*What is expected*
With the exception of the pictures, transcribe the entire listing exactly.

* * * * * * *

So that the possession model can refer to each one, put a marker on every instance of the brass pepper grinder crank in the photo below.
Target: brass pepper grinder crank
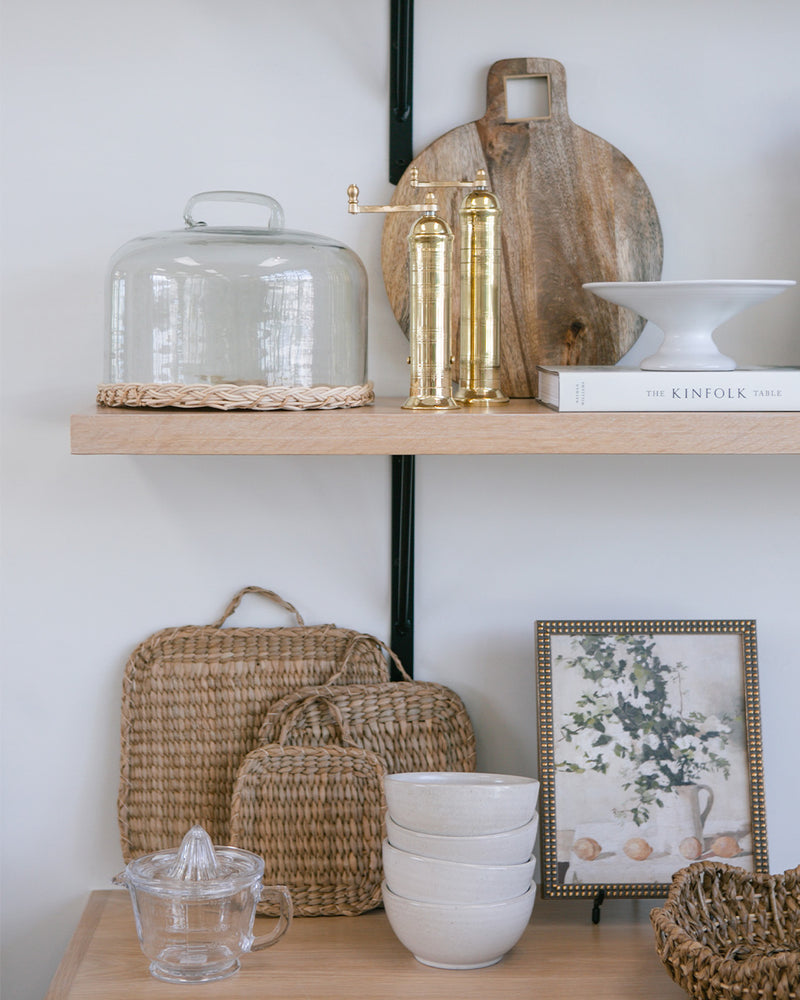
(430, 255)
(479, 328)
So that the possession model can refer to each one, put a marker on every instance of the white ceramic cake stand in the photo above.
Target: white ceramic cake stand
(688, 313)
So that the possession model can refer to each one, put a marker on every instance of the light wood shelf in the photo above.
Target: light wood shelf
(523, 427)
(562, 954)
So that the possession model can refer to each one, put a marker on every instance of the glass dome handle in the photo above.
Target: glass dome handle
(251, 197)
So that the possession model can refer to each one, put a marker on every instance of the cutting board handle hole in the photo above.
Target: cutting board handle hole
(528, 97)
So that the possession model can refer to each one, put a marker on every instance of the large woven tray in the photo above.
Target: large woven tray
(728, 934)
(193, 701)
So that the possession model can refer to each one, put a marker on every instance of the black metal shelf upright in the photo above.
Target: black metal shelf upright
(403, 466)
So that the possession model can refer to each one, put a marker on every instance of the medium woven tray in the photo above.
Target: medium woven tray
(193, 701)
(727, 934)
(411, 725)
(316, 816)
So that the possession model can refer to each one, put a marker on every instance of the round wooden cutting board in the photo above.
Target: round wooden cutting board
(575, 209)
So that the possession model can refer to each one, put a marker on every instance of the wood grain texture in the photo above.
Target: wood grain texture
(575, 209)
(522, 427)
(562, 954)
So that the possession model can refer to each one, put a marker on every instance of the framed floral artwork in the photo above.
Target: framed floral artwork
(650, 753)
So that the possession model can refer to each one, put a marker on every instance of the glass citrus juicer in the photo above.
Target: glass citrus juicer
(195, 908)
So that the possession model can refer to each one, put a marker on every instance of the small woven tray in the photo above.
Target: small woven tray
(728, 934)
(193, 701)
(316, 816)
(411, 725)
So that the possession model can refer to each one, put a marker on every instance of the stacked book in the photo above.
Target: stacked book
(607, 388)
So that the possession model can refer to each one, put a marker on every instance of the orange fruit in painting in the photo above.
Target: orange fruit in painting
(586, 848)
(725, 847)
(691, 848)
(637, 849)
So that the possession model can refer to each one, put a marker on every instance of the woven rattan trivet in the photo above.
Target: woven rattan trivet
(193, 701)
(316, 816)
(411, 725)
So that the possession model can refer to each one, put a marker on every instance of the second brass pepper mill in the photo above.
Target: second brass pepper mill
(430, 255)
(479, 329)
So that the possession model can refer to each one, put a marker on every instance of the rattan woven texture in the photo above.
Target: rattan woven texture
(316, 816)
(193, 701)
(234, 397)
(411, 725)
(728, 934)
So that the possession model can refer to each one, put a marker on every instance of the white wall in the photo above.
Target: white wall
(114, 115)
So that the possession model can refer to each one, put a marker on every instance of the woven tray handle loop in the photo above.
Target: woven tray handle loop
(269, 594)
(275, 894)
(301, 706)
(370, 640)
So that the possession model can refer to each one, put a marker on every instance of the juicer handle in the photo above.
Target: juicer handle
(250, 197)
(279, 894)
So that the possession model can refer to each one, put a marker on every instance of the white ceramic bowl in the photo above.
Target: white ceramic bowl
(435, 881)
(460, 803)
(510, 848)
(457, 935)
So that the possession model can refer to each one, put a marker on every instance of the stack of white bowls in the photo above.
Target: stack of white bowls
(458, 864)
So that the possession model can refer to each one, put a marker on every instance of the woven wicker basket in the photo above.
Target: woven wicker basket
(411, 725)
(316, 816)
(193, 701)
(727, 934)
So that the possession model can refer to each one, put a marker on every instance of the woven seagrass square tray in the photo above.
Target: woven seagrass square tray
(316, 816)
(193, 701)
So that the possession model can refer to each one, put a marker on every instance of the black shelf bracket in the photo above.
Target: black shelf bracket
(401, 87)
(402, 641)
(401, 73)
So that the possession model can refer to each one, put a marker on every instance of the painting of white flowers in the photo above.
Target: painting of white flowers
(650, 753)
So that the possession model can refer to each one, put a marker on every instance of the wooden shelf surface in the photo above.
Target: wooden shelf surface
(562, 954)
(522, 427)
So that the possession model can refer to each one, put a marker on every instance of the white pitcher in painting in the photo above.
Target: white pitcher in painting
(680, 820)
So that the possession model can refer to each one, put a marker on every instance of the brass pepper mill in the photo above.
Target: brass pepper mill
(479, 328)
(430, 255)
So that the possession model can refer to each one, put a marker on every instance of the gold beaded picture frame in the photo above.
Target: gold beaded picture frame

* * * * * * *

*Exercise result*
So that the possession model can refer to each one, put a marker on every instance of the brass pepper grinder crank in the photo below.
Target: brass pepper grinder crank
(430, 255)
(479, 328)
So that the possession model can refer to each one, put a marker on every instance of the white ceramic cake stand in the photo above.
Target: white ceramic cake stand
(688, 313)
So that the possession model can refer to each one, put a marker on every instance of the light wood shelf in the photo above.
Target: light wood shelf
(523, 427)
(562, 954)
So that the possession model can refer to each one, put a marker on every instance of the glass dome handle in the photo above.
Target: glass dome handle
(251, 197)
So that the possession model can refer to each one, put a marker on every instance of the cutting board handle hole in the photo above.
Target: cutting board handle hole
(528, 97)
So that the possession model can refer to each one, put a marker on every instance of the large woven tray in the photo above.
Target: large woven tray
(728, 934)
(193, 701)
So that the possession model can refer to each one, put a marker on every instance of the black metal shelf upright in the photo above.
Target: black metal shelf upright
(403, 466)
So that the possession model can refer to each one, put a marker on every instance of the medium woven tray in the photo above.
Target: medium woven tray
(193, 701)
(727, 934)
(411, 725)
(316, 816)
So that the possession model can refer to each one, put a marker on every instance of the round wooden cutting board in the photo above.
Target: round wooden cutting board
(575, 209)
So that the possession model can refer to each one, put a marker on every instance of the wood grain texture in the photo above.
Target: wood grain texture
(575, 209)
(522, 427)
(562, 954)
So that the possession model can refer to each one, put a marker on every instance of the framed floral artwork in the photo above.
Target: framed floral artwork
(650, 753)
So that the possession model can refer to each one, put a marker on every instance of the glass citrus juicer in the photo above.
Target: glass citrus juicer
(195, 908)
So that the possession model can refer to each one, put a marker on every instance of the small woven tray in the photo above.
Target: small woven tray
(728, 934)
(193, 701)
(316, 816)
(411, 725)
So that the possession model can refer to each one, put a marker on every instance of the stacked book in the photo above.
Target: stacked book
(607, 388)
So that the possession model can refer to each one, put a marker on every instance of the orange fruit in painting in the photo above.
Target: orange fruit in painting
(586, 848)
(725, 847)
(691, 848)
(637, 849)
So that the possession model can refer to each one, put a marker on every instance of the woven rattan trivet in the photo above.
Target: woven rattan trivet
(193, 701)
(316, 816)
(411, 725)
So that the possession model can refer to each one, put a marker on every instance of the second brass pepper mill in the photo above.
Target: second brass pepper mill
(430, 255)
(479, 329)
So that the possession model can refer to each one, put a marker on every instance of the rattan woven texture in the photo above.
Target: rattan woven texture
(316, 816)
(193, 701)
(234, 397)
(411, 725)
(728, 934)
So that the possession model can refer to each one, put a marker on every instance of the white wall in the photo above.
Target: white wall
(114, 115)
So that the possession model can refer to each one, put a marker on every instance of the woven tray handle loop in the photo above.
Target: woven tray handle loop
(269, 594)
(275, 894)
(301, 706)
(370, 640)
So that the possession model can refer to each one, put a marker on every instance of the juicer handle in the photo above.
Target: juicer handle
(250, 197)
(279, 894)
So that the possession model can refer to each one, put a marker on every instance of the white ceramic bowl in the photo above.
Target: white ceramic bowl
(435, 881)
(460, 803)
(510, 848)
(457, 935)
So that the possession model can refer to each one, put a marker on every instance of the stack of white bowls in the photo above.
Target: stack of white bowls
(458, 864)
So that the possession model can refer to each one, put a marker on every instance of the woven wicker basket in the photo above.
Target: woven wicker basket
(411, 725)
(316, 816)
(193, 701)
(727, 934)
So that the possession model can refer to each one, put a marker on every instance of the woven seagrass square tray in the photo above.
Target: woven seagrass square tray
(316, 816)
(193, 701)
So that the possession model can refer to each one, put a marker on every instance of the black shelf bracket in the photo above.
Target: black shelf bracket
(401, 87)
(402, 641)
(401, 73)
So that the possession model can refer to each one, put a marker on every instance of the painting of white flowers in the photo above.
Target: painting of white flowers
(650, 753)
So that the possession model can refer to each one, put a marker on every instance of the wooden shelf surface in the photo above.
Target: wooden shelf surface
(562, 954)
(522, 427)
So that the possession model can refer to each one, put a marker on every instance of the white pitcher in painting in the photo above.
Target: white pitcher in painting
(680, 820)
So that the possession model can refer to each one, put a marker on every instance of the brass pepper mill in the photo above.
Target: brass pepper mill
(479, 328)
(430, 255)
So that the possession model can refer to each one, put a marker on every instance of the gold beaded picture frame in the photo above.
Target: gold beaded picture frame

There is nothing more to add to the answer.